ACTIVITY -
Copy each entry below exactly as it appears.

DATA TO USE -

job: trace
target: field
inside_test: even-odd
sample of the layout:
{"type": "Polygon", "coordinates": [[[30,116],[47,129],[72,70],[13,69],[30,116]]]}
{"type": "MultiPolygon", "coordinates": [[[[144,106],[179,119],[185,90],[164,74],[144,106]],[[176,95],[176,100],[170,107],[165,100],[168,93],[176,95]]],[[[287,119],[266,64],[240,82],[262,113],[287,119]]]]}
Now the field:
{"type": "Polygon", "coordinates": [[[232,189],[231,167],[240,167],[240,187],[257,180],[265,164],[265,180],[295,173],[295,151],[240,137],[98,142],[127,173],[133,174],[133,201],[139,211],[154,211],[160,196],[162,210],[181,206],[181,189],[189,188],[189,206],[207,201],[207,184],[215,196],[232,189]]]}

ANSWER BELOW -
job: trace
target: field
inside_test: even-odd
sample of the layout:
{"type": "Polygon", "coordinates": [[[30,116],[47,129],[72,70],[13,69],[30,116]]]}
{"type": "MultiPolygon", "coordinates": [[[[144,106],[179,119],[185,90],[164,74],[144,106]],[[176,95],[176,100],[170,107],[165,100],[168,93],[176,95]]],[[[287,119],[266,64],[240,82],[262,113],[287,119]]]]}
Now the field:
{"type": "Polygon", "coordinates": [[[232,189],[231,167],[240,167],[240,187],[257,180],[265,164],[265,180],[295,173],[295,151],[240,137],[98,142],[127,173],[133,174],[133,201],[139,211],[154,211],[160,196],[162,210],[181,206],[181,189],[189,188],[189,206],[207,201],[207,184],[215,196],[232,189]]]}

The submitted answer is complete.